++++ Available data
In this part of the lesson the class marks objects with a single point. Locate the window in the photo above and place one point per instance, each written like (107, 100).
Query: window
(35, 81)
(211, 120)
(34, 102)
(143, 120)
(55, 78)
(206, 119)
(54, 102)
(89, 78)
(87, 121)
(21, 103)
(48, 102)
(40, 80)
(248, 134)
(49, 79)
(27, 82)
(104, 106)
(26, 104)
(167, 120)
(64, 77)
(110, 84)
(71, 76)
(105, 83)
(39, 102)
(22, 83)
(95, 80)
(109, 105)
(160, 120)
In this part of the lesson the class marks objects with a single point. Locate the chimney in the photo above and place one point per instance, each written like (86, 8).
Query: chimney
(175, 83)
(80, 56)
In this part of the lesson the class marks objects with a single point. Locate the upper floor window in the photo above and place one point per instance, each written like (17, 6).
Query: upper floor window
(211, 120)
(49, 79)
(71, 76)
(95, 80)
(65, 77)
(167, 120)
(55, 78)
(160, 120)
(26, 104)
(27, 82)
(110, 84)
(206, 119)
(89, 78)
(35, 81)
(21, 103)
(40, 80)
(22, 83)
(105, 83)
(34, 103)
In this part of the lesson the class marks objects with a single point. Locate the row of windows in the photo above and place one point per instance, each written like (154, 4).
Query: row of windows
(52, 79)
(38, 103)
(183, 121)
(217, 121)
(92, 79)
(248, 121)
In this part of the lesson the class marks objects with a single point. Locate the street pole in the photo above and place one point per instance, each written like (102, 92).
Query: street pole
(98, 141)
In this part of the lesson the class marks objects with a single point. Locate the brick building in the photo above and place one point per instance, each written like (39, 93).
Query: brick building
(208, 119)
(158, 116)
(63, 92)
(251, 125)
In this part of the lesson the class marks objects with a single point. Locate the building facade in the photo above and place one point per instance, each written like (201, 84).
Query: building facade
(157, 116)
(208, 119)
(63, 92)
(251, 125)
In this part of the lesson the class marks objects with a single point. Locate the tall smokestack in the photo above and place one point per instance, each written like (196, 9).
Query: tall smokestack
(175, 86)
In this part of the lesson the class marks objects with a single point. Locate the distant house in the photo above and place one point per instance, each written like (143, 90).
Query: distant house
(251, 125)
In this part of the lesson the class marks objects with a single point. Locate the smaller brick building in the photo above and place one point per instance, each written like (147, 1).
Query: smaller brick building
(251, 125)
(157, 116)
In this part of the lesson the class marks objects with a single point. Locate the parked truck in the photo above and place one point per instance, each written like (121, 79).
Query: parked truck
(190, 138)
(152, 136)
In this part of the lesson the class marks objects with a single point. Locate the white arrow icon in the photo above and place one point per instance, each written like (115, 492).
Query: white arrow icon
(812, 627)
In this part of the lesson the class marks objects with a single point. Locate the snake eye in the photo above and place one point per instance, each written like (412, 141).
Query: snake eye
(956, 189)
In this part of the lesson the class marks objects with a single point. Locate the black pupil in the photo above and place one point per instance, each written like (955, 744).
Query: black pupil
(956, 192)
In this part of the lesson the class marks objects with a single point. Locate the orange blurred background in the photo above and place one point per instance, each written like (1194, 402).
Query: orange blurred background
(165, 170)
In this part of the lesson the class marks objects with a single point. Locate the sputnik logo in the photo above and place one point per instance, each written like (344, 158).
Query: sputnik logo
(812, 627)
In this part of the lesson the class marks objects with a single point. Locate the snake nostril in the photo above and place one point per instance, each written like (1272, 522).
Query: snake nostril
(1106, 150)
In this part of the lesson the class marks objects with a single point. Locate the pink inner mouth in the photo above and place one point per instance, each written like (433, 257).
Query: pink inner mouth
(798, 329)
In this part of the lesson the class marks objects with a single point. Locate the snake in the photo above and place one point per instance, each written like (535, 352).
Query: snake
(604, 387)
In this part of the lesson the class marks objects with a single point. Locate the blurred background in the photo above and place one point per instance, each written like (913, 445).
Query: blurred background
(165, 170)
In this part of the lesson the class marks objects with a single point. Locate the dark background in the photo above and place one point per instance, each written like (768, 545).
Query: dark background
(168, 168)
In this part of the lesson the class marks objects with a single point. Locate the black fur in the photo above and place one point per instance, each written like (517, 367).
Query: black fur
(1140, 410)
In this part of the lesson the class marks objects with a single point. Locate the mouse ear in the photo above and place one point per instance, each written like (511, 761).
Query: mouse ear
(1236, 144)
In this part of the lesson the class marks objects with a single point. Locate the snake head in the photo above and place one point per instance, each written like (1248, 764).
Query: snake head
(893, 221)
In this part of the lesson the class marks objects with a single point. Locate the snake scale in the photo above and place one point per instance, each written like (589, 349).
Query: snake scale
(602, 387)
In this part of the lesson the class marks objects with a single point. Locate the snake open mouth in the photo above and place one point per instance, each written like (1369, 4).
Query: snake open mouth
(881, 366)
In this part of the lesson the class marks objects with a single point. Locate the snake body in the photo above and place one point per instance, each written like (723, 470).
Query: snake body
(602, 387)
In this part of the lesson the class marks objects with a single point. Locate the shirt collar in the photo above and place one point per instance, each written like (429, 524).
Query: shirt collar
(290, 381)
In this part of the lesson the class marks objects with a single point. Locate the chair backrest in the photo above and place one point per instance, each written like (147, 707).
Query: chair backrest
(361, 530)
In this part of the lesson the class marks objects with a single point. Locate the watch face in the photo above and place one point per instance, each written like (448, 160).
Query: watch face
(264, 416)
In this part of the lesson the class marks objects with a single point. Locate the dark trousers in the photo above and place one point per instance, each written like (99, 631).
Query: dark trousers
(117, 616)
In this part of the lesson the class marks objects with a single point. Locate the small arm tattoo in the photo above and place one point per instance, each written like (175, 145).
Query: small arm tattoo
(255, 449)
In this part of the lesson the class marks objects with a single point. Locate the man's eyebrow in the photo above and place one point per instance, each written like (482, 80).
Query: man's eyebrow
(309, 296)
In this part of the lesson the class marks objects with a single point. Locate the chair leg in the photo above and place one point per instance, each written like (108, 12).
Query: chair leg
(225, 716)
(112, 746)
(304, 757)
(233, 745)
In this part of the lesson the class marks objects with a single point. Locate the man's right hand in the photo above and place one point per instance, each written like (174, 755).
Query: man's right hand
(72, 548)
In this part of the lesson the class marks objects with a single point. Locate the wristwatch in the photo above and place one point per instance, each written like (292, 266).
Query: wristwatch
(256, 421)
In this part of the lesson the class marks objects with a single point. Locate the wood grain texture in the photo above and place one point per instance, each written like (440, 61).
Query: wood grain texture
++++++++
* Exercise aim: The records given above are to be repeated in full, exactly.

* Finished exercise:
In this part of the lesson the class marks objects with a single point. Locate the window in the photo above and place one point per instance, each written like (107, 100).
Query: window
(35, 81)
(211, 120)
(34, 102)
(143, 120)
(55, 78)
(206, 119)
(54, 102)
(89, 78)
(87, 121)
(21, 103)
(48, 102)
(40, 80)
(248, 134)
(49, 79)
(27, 82)
(104, 106)
(26, 104)
(167, 120)
(64, 77)
(110, 84)
(71, 76)
(105, 83)
(39, 102)
(22, 83)
(95, 80)
(109, 105)
(160, 120)
In this part of the lesson the class marks objects with a single point. Locate the chimney in the photo above and place one point per instance, each written like (86, 8).
Query: chimney
(175, 83)
(80, 56)
In this part of the lesson the class marks objects with a single point. Locate the upper floor window in the photo above and place one point per instance, each written like (17, 6).
Query: upper floor window
(211, 120)
(49, 79)
(71, 76)
(95, 80)
(65, 77)
(167, 120)
(55, 78)
(160, 120)
(26, 104)
(27, 82)
(110, 84)
(206, 119)
(89, 78)
(35, 81)
(21, 103)
(40, 80)
(22, 83)
(105, 83)
(34, 103)
In this part of the lesson the class marks objects with a single point. Locate the row of windows in the photo above and place one point per instance, each written like (154, 4).
Query: row of windows
(52, 79)
(38, 103)
(183, 121)
(217, 121)
(92, 79)
(248, 121)
In this part of the lesson the class marks objects with a single point. Locate the street pole in the photo above and place one point per instance, each written like (102, 92).
Query: street pole
(98, 141)
In this part of the lesson the class marks objects with a single point. Locate the brick building in the photo above and place one point per instance, each written like (39, 93).
Query: brick building
(208, 119)
(158, 116)
(63, 92)
(251, 125)
In this part of the lesson the class marks objects with a single point. Locate the building facade in the photo above and place one point per instance, each written like (201, 84).
Query: building facade
(157, 116)
(208, 119)
(63, 92)
(251, 125)
In this part of the lesson the class marks objects with a single point. Locate the tall smokestack in the photo above and place one point per instance, each written like (196, 9).
Query: tall smokestack
(175, 86)
In this part of the lesson the class marks objects with a single point. Locate the distant house in the photo above and place one point per instance, each written like (143, 90).
Query: distant house
(251, 125)
In this part of the lesson the class marks objects with a single point. Locate the smaller brick building in the photo above and place one point per instance, each written like (147, 1).
Query: smaller brick building
(251, 125)
(157, 116)
In this part of the lesson the class marks objects with a single point. Locate the parked truck in the photo above and place one point per instance, each written like (121, 79).
Query: parked truck
(190, 138)
(152, 136)
In this part of the lesson the class marks objects with a single point. Locate the white arrow icon in the photo above and place one point per instance, each written like (115, 492).
Query: white arrow icon
(812, 627)
In this part of the lesson the class marks objects with a single point. Locate the snake eye in the photo above and place one point per instance, each written like (412, 141).
Query: snake eye
(956, 189)
In this part of the lesson the class marks objects with a single point. Locate the black pupil in the photo above and place one point per instance, each written like (955, 744).
Query: black pupil
(956, 192)
In this part of the lesson the class marks objects with a single point. Locate the orange blurred background in the photo above and place one point per instance, each written like (1194, 402).
Query: orange blurred background
(165, 170)
In this part of the lesson the class marks objects with a single point. Locate the sputnik logo in the photo above and place one point per instance, each written like (344, 158).
Query: sputnik logo
(812, 627)
In this part of the lesson the class marks objects with a single point. Locate the snake nostril in the photo above and place one point per instance, each written like (1272, 522).
Query: snake nostril
(1106, 150)
In this part of the lesson the class marks objects with a single point. Locate the pink inner mouth in the photo above and place one point per instance, each written like (433, 257).
Query: pink inner mouth
(798, 329)
In this part of the lesson the class marks objects with a single point. Locate the snake in the photo above and place one point per instance, each written like (535, 352).
Query: snake
(604, 387)
In this part of the lesson the class marks objects with a single point. Locate the blurred background in the photo above and place one point per instance, each written like (913, 445).
Query: blurred background
(165, 170)
In this part of the lesson the class marks objects with a single point. Locate the dark background in the photo above and place one point per instance, each written like (768, 545).
Query: dark background
(168, 168)
In this part of the lesson the class marks objects with a single point. Locate the black fur in the photo above and place one point per instance, each written like (517, 367).
Query: black fur
(1140, 410)
In this part of the lesson the class marks objects with a single point. Locate the mouse ear in the photo above and place one point per instance, each written like (511, 761).
Query: mouse ear
(1236, 144)
In this part of the lesson the class marks objects with a single point. Locate the snake head in the photo above and place one point per instance, each written like (1248, 764).
Query: snake head
(893, 221)
In this part of the lesson the class marks objects with a single point. Locate the snake scale in the photo above and place one point per instance, each written like (589, 349).
Query: snake scale
(602, 387)
In this part of the lesson the class marks objects with a single point. Locate the snake open mouth in the photo above and place one point per instance, each written like (1369, 4).
Query: snake open mouth
(881, 366)
In this part of the lesson the class marks objects with a single point. Locate the snake body in the photo above and place one point per instance, each written like (723, 470).
Query: snake body
(602, 387)
In this part of the lesson the class marks objects with a single point. Locate the shirt collar in the photo above and place one point per instance, each written like (429, 524).
Query: shirt collar
(290, 381)
In this part of the lesson the class marks objects with a single point. Locate the chair backrest in the photo above and place one point per instance, each written like (147, 707).
Query: chair backrest
(361, 530)
In this part of the lesson the class marks objects with a single point. Locate the watch face in the photo above and place one point per instance, each written like (448, 160).
Query: watch face
(264, 416)
In this part of the lesson the class marks objects with a single point. Locate the dark trousers in the photo above and place one point per instance, each written like (99, 631).
Query: dark trousers
(117, 616)
In this part of the lesson the class marks objects with a single point. Locate the small arm tattoo in the photo above and place one point per instance, each written like (175, 145).
Query: small arm tattoo
(255, 449)
In this part of the lesson the class marks objects with a single point. Locate the man's eyebrow in the photo above and place one point per instance, each written like (482, 80).
Query: man's eyebrow
(309, 296)
In this part of the lesson the class marks objects with a single point. Locate the chair leg in the photo above and place one point per instance, each written like (108, 12).
Query: chair leg
(225, 716)
(112, 746)
(304, 757)
(233, 745)
In this part of the lesson the class marks objects with a single point. Locate the man's right hand in the photo above and place one point per instance, each written like (174, 755).
Query: man's right hand
(72, 548)
In this part of the lesson the class marks objects with a single point. Locate the wristwatch in the photo above and place one point per instance, each written like (292, 266).
Query: wristwatch
(256, 421)
In this part of the lesson the class marks objects with a single point. Locate the wood grain texture in the photo above and place one point per instance, each written like (440, 61).
Query: wood grain texture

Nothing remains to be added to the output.